▶ **Direction**: Reproduce each of the records below word for word, with nothing changed.

▶ **Recorded information**:
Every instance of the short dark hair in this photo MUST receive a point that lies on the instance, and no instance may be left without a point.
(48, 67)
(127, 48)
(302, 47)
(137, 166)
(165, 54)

▶ **Right answer**:
Every instance of the short dark hair in this photo MUST receive a point that lies on the instance, and no instance may be left without a point.
(48, 67)
(127, 48)
(302, 47)
(137, 166)
(165, 54)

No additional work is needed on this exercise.